*** Opening SUPPLIED RECORDS ***
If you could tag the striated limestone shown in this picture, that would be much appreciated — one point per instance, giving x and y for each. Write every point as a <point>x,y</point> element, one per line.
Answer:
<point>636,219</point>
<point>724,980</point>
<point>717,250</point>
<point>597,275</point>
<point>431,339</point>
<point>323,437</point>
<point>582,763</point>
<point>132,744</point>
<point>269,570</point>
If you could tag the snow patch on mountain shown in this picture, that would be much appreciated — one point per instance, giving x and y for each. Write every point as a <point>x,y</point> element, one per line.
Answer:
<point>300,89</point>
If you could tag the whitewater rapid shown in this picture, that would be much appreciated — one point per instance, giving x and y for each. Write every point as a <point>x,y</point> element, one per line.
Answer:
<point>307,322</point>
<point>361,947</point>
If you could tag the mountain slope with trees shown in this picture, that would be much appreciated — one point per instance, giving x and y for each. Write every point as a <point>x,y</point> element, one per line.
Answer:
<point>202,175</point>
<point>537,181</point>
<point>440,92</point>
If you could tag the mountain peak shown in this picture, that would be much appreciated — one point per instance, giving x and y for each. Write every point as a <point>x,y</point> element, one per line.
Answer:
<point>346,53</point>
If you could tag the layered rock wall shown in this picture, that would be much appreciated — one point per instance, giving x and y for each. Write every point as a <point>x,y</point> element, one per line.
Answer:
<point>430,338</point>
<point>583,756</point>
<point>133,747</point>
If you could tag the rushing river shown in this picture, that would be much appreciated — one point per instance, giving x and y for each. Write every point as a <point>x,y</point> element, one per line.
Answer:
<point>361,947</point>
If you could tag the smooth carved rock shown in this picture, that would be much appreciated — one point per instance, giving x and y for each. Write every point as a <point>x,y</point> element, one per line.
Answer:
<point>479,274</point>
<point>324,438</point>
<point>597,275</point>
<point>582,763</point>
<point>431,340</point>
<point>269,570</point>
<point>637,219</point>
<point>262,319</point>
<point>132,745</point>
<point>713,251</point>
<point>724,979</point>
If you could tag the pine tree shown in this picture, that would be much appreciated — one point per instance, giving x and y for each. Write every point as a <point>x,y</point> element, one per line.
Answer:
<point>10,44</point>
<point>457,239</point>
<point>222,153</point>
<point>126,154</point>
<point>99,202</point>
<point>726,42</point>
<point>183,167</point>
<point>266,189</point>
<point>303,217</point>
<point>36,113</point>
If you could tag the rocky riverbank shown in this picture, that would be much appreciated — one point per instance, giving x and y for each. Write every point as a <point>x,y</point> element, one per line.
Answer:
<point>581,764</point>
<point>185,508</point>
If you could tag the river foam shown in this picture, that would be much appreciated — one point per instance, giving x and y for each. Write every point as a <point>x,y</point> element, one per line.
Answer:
*** Closing SUPPLIED RECORDS ***
Reproduce the entries above in full and exactly.

If you could tag the striated limestone shown in this picture, that would be much appreciated — one point per instance, giving x and y for each. Write every point as a <point>x,y</point> element, one per line.
Answer:
<point>636,219</point>
<point>724,980</point>
<point>717,250</point>
<point>597,275</point>
<point>431,339</point>
<point>323,437</point>
<point>582,763</point>
<point>132,744</point>
<point>269,570</point>
If you could tag the snow patch on mountain shown in this picture, that would be much appreciated — one point per instance, giving x and y for each. Write every point as a <point>x,y</point> element, one per line.
Answer:
<point>300,89</point>
If you could tag the whitewater rapid shown in this picture, that would be much appreciated — one point per instance, giving x and y for each. Write every point as a <point>x,y</point> element, one per line.
Answer:
<point>307,322</point>
<point>361,947</point>
If you could tag the mountain slope with trees shown in this picture, that would be much appreciated — one point per instance, giving x and y for each. Write every point as a <point>x,y</point> element, one per line.
Answer:
<point>202,175</point>
<point>537,181</point>
<point>440,92</point>
If you could tag the mountain peak shown in this picture, that would be much appreciated — one point per instance, giving x and y for each. Write every point as a <point>x,y</point> element, one per line.
Answer:
<point>346,53</point>
If you could tag the layered rock wall shown in this picture, that would be much appreciated — one point per instance, giving x and y for each. Write every point as a <point>x,y</point> element, one per line.
Answer:
<point>430,338</point>
<point>583,756</point>
<point>133,747</point>
If you could tag the rushing river shown in this picture, that would be much appreciated — one point per instance, giving x and y for each. Write every point as a <point>x,y</point> element, one per line.
Answer:
<point>361,947</point>
If you could tag the smooth carved rock shown in this picture, that would be much appreciated — one point per instance, giving x and y for each. Write every point as a <point>x,y</point> element, one per line.
Answer:
<point>479,274</point>
<point>324,438</point>
<point>597,275</point>
<point>582,763</point>
<point>431,340</point>
<point>269,570</point>
<point>637,219</point>
<point>262,319</point>
<point>132,745</point>
<point>713,251</point>
<point>724,979</point>
If you could tag the pine tree shown in this picture, that would be much appreciated — one point per instance, giving x and y for each. Write every point as a <point>x,y</point> element, one per line.
Answer:
<point>10,44</point>
<point>457,239</point>
<point>222,153</point>
<point>126,154</point>
<point>99,202</point>
<point>726,42</point>
<point>183,167</point>
<point>266,189</point>
<point>303,217</point>
<point>36,113</point>
If you could tag the rocky riverbank shown in this picture, that would be much appreciated — one point per instance, giving x and y for each. Write every point as a <point>x,y</point> element, one per line.
Answer:
<point>581,764</point>
<point>185,508</point>
If you could tag the river foam shown in this picture, that would be much appreciated — one point per instance, giving x and y for each. Write every point as a <point>x,y</point> element, one per line.
Answer:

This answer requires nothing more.